-- Opening Marker --

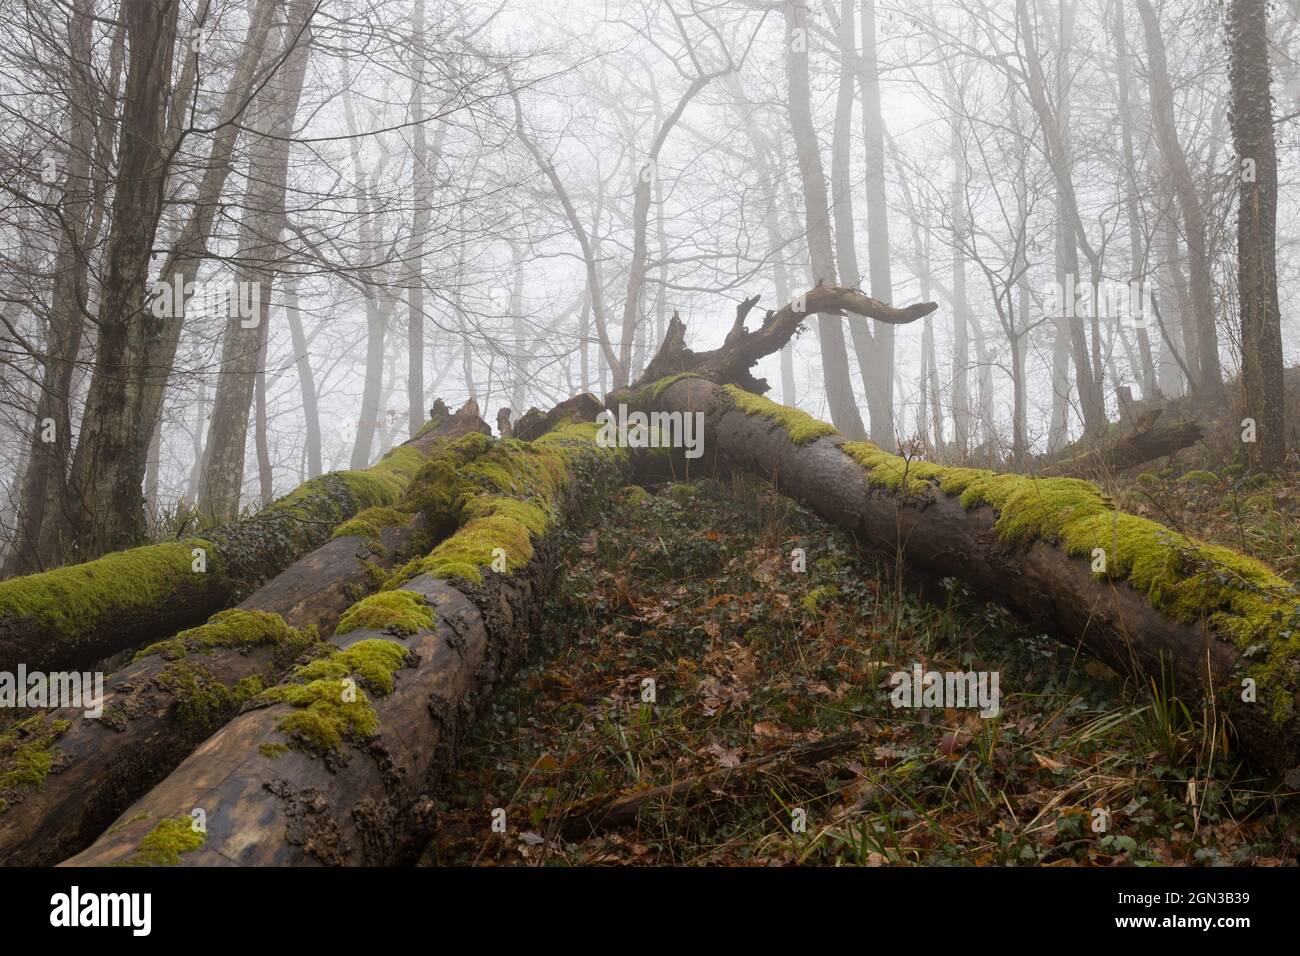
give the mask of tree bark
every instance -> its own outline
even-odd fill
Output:
[[[434,173],[447,132],[447,125],[439,123],[430,147],[424,106],[429,59],[424,23],[425,0],[419,0],[415,5],[411,31],[415,51],[415,76],[411,81],[411,119],[416,124],[411,174],[415,213],[411,218],[411,238],[406,247],[406,420],[412,435],[424,424],[424,243],[433,218]]]
[[[1147,78],[1151,86],[1151,114],[1156,143],[1173,178],[1174,193],[1183,214],[1187,237],[1187,259],[1191,272],[1192,314],[1196,322],[1197,359],[1200,374],[1192,383],[1201,398],[1213,400],[1223,392],[1219,367],[1219,335],[1214,325],[1214,276],[1206,247],[1205,211],[1187,164],[1187,154],[1178,141],[1174,125],[1174,89],[1165,60],[1165,42],[1150,0],[1137,0],[1146,34]],[[1267,69],[1267,60],[1265,60]],[[1271,101],[1270,101],[1271,102]],[[1270,109],[1270,114],[1272,110]]]
[[[314,478],[201,537],[0,582],[0,671],[19,662],[33,671],[86,667],[200,623],[319,547],[358,511],[393,504],[431,434],[421,432],[364,471]],[[202,549],[203,571],[195,549]]]
[[[41,553],[41,528],[46,515],[61,509],[67,497],[67,468],[72,456],[72,373],[85,329],[90,261],[86,240],[90,238],[91,153],[96,130],[95,83],[91,76],[93,16],[90,0],[77,0],[68,16],[68,146],[59,170],[64,226],[54,266],[36,420],[27,468],[18,472],[23,475],[22,497],[14,550],[4,566],[9,574],[26,574],[44,566],[50,556]],[[47,422],[53,423],[53,441],[47,440]]]
[[[163,264],[159,281],[182,287],[206,254],[221,189],[261,59],[274,4],[259,3],[227,88],[194,211]],[[69,490],[57,520],[42,528],[41,551],[55,561],[85,559],[143,540],[141,482],[149,437],[161,415],[176,355],[183,308],[155,315],[145,304],[145,281],[168,179],[171,146],[179,131],[164,127],[178,5],[171,0],[131,4],[125,17],[130,58],[118,168],[128,170],[114,196],[100,294],[96,362],[86,401]],[[192,60],[191,60],[192,62]],[[181,85],[188,80],[183,75]],[[173,116],[173,119],[177,119]],[[182,303],[183,306],[183,303]]]
[[[312,374],[311,353],[307,336],[303,333],[302,312],[298,307],[298,277],[286,277],[284,283],[284,315],[289,322],[289,336],[293,341],[295,364],[298,367],[298,388],[302,394],[303,440],[307,452],[307,477],[315,478],[324,468],[321,465],[320,410],[316,402],[316,380]],[[421,419],[424,418],[421,413]]]
[[[1100,478],[1118,474],[1165,455],[1172,455],[1204,437],[1196,422],[1174,425],[1140,424],[1133,431],[1106,442],[1098,448],[1046,463],[1039,473],[1044,477],[1070,475],[1075,478]],[[1067,454],[1068,454],[1067,449]]]
[[[885,120],[880,108],[880,61],[876,40],[875,0],[862,0],[862,136],[866,144],[867,176],[867,277],[871,297],[894,301],[890,263],[889,202],[885,192]],[[863,369],[867,407],[871,414],[871,440],[882,448],[894,447],[894,328],[872,326],[872,363]],[[879,411],[877,411],[879,410]],[[883,418],[877,421],[877,416]]]
[[[1128,27],[1124,22],[1124,5],[1115,4],[1115,88],[1119,101],[1120,156],[1124,162],[1124,211],[1128,217],[1129,243],[1129,281],[1145,283],[1146,255],[1142,243],[1142,221],[1138,215],[1140,199],[1138,196],[1137,153],[1133,146],[1134,126],[1132,94],[1132,60],[1128,48]],[[1156,379],[1155,361],[1151,351],[1151,336],[1148,323],[1152,317],[1142,315],[1138,320],[1137,338],[1141,355],[1141,365],[1134,369],[1142,383],[1142,397],[1156,398],[1160,395],[1160,386]]]
[[[1238,156],[1237,290],[1241,299],[1241,383],[1246,417],[1256,424],[1247,444],[1252,464],[1282,467],[1286,399],[1282,384],[1282,312],[1277,295],[1277,151],[1273,144],[1268,4],[1233,0],[1232,137]]]
[[[437,788],[465,729],[525,656],[561,564],[561,534],[576,522],[584,499],[626,475],[627,456],[599,448],[594,436],[549,447],[561,446],[567,477],[546,493],[556,518],[530,535],[531,557],[505,573],[485,570],[481,583],[419,573],[386,593],[426,602],[431,625],[402,635],[362,628],[332,639],[337,648],[392,642],[397,654],[405,651],[389,692],[373,683],[354,691],[357,699],[367,695],[370,730],[349,731],[322,751],[285,723],[298,708],[274,696],[255,700],[66,865],[129,861],[159,821],[188,820],[196,807],[205,811],[206,834],[202,846],[182,855],[182,865],[381,865],[414,858],[432,831]],[[470,533],[467,525],[443,547],[459,547]],[[364,684],[364,675],[357,676]],[[335,684],[344,691],[342,682]]]
[[[472,432],[487,434],[488,427],[477,408],[467,405],[434,423],[421,442]],[[109,675],[102,717],[88,718],[74,707],[52,711],[48,719],[66,721],[67,729],[51,742],[55,758],[43,785],[5,794],[0,864],[47,866],[84,849],[234,717],[254,690],[278,681],[317,634],[332,631],[359,596],[374,590],[376,572],[391,571],[408,557],[413,541],[436,541],[455,525],[451,514],[406,517],[374,536],[331,538],[242,601],[239,611],[274,616],[273,623],[261,624],[263,640],[205,643],[207,632],[227,619],[221,612],[206,628],[142,651]],[[250,626],[247,618],[240,621]],[[9,769],[9,760],[0,758],[0,772]]]
[[[71,543],[85,556],[129,547],[146,534],[141,487],[153,422],[143,415],[142,385],[157,374],[145,370],[162,323],[144,306],[145,283],[170,161],[162,120],[178,7],[176,0],[141,0],[122,13],[130,50],[119,150],[125,175],[113,197],[94,374],[69,482]]]
[[[767,391],[767,381],[755,378],[750,368],[765,355],[780,349],[809,315],[828,315],[836,322],[845,316],[862,316],[891,325],[906,325],[924,318],[939,306],[934,302],[917,302],[895,308],[863,295],[857,289],[819,285],[775,312],[768,312],[763,324],[749,331],[745,319],[758,304],[758,296],[736,306],[736,317],[723,344],[708,352],[693,352],[686,347],[686,325],[674,315],[668,334],[658,354],[646,366],[640,384],[656,382],[671,375],[691,373],[718,382],[734,382],[755,392]],[[851,319],[861,321],[861,319]],[[615,393],[618,394],[618,393]]]
[[[235,253],[239,291],[231,293],[242,300],[244,289],[256,290],[255,324],[249,328],[242,309],[230,309],[221,343],[221,372],[212,406],[207,459],[199,485],[199,510],[217,521],[228,521],[239,514],[249,411],[259,369],[263,367],[274,263],[282,258],[280,231],[284,224],[291,133],[311,49],[310,32],[298,35],[293,28],[294,23],[306,19],[307,3],[298,0],[294,6],[295,15],[286,26],[284,68],[264,89],[265,99],[255,109],[249,150],[252,171]],[[261,263],[272,265],[268,268]]]
[[[799,178],[803,185],[805,235],[811,279],[814,284],[836,284],[835,250],[827,217],[826,174],[822,166],[817,130],[812,121],[809,92],[808,55],[812,34],[808,29],[808,12],[798,0],[786,0],[785,68],[789,81],[788,109],[794,134],[795,153],[799,160]],[[862,416],[849,377],[849,356],[844,344],[844,329],[837,318],[817,317],[817,338],[821,344],[822,375],[831,419],[844,434],[866,435]]]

-- Closing Marker --

◆ TO DO: From the first line above through the line containing "even-odd fill", copy everything exactly, without the pictures.

◆ REPLY TO THE EXERCISE:
give the mask of tree bark
every instance -> its own outline
even-odd fill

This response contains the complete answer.